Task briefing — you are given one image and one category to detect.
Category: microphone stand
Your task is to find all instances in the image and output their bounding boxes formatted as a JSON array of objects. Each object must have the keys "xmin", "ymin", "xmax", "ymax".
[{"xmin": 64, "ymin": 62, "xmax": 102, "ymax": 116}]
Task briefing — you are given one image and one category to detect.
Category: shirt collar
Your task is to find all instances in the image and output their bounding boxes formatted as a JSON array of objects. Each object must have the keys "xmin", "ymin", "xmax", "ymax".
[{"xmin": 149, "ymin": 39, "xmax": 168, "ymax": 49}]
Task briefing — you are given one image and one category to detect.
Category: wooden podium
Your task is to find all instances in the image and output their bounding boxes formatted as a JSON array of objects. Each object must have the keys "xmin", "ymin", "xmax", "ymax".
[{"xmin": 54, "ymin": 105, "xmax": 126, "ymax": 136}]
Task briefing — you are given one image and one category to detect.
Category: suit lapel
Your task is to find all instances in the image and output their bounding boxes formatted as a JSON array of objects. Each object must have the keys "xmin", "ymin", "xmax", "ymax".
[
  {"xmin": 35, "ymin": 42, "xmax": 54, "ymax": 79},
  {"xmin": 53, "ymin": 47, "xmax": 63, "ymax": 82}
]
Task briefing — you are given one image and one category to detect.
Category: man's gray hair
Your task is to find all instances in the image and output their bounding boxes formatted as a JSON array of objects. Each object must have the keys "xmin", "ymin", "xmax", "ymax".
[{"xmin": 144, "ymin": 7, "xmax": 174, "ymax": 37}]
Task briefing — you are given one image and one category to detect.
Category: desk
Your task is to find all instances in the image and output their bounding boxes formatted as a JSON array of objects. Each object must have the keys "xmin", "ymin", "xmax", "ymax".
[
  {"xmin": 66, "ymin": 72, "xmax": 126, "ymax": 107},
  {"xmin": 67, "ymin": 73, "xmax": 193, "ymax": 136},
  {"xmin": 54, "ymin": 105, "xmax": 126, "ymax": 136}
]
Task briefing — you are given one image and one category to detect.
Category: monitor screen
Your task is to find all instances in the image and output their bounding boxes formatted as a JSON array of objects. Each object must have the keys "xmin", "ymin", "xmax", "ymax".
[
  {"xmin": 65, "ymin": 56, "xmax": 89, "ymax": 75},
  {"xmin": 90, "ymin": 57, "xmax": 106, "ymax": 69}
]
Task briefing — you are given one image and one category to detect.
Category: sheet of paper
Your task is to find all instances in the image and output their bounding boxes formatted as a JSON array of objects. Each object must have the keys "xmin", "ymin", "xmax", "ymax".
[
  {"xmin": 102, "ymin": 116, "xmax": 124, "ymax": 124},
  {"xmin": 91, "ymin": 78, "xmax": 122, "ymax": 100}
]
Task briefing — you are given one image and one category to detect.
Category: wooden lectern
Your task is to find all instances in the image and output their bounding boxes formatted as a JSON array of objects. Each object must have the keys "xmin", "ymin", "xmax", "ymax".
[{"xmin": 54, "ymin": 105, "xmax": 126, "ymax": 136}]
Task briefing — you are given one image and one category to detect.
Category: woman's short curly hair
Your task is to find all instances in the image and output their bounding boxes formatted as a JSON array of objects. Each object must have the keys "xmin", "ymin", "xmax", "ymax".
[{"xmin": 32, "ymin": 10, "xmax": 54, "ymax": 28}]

◇ ◇ ◇ ◇ ◇

**What you should do**
Each entry above is to be printed again exactly.

**Response to this task**
Task briefing — you are given one image and one category to detect.
Category: microphone stand
Your task is to find all instances in the image and output their bounding boxes formatted as a JSON array of objects. Each object must have the keys "xmin", "ymin", "xmax", "ymax".
[{"xmin": 64, "ymin": 62, "xmax": 102, "ymax": 116}]
Task briefing — you are given one image and one category to detect.
Category: shirt collar
Your task is to find all instances in the image and output their bounding boxes formatted as a JSON array of objects. Each object must have the keys "xmin", "ymin", "xmax", "ymax".
[{"xmin": 149, "ymin": 39, "xmax": 168, "ymax": 49}]
Task briefing — you are given one image and one category to detect.
Category: wooden podium
Your task is to find all instances in the image and output their bounding boxes formatted as a JSON array of objects. Each object must have the keys "xmin", "ymin", "xmax", "ymax".
[{"xmin": 54, "ymin": 105, "xmax": 126, "ymax": 136}]
Task briefing — you are given one image and one category to detect.
Category: suit lapel
Your task is to find all instances in the image and output their bounding boxes formatted as a JSON array of objects. Each object must have the keys "xmin", "ymin", "xmax", "ymax".
[
  {"xmin": 35, "ymin": 42, "xmax": 54, "ymax": 79},
  {"xmin": 53, "ymin": 47, "xmax": 63, "ymax": 82}
]
Task briefing — you are given one image and one category to detect.
Category: man's gray hair
Your task is to find all instances in the image and output their bounding boxes formatted as a JSON array of objects. Each object must have the keys "xmin", "ymin", "xmax", "ymax".
[{"xmin": 144, "ymin": 7, "xmax": 174, "ymax": 37}]
Task briefing — you are given one image and one category to detect.
Category: desk
Your task is to find all instances in the image and output their bounding boxes formatted as a JSON array of objects. Each object must have the keys "xmin", "ymin", "xmax", "ymax".
[
  {"xmin": 66, "ymin": 72, "xmax": 126, "ymax": 107},
  {"xmin": 67, "ymin": 73, "xmax": 193, "ymax": 136},
  {"xmin": 54, "ymin": 105, "xmax": 126, "ymax": 136}
]
Task briefing — you are given one image and one category to detect.
Category: monitor screen
Your task is to find all instances in the image and output their bounding boxes formatted as a JSON array of objects. Each object must have the keys "xmin", "ymin", "xmax", "ymax".
[
  {"xmin": 65, "ymin": 56, "xmax": 89, "ymax": 75},
  {"xmin": 90, "ymin": 57, "xmax": 106, "ymax": 69}
]
Task briefing — you are given one image and one category to detect.
Category: sheet of paper
Your task is to find all instances in the image and output their bounding boxes formatted as a JSON array of objects. Each object must have the keys "xmin", "ymin", "xmax", "ymax".
[
  {"xmin": 102, "ymin": 116, "xmax": 124, "ymax": 124},
  {"xmin": 91, "ymin": 78, "xmax": 122, "ymax": 100}
]
Task briefing — you are given one image and one category to detect.
Category: wooden lectern
Your task is to find all instances in the image and output their bounding boxes formatted as a JSON array of objects. Each object must have the keys "xmin", "ymin", "xmax", "ymax".
[{"xmin": 54, "ymin": 105, "xmax": 126, "ymax": 136}]
Task briefing — you are given one image and one category to detect.
Category: woman's short curly hair
Your task is to find all instances in the image and output their bounding boxes formatted as a JSON array of objects. Each object must have the keys "xmin", "ymin", "xmax", "ymax".
[{"xmin": 32, "ymin": 10, "xmax": 54, "ymax": 28}]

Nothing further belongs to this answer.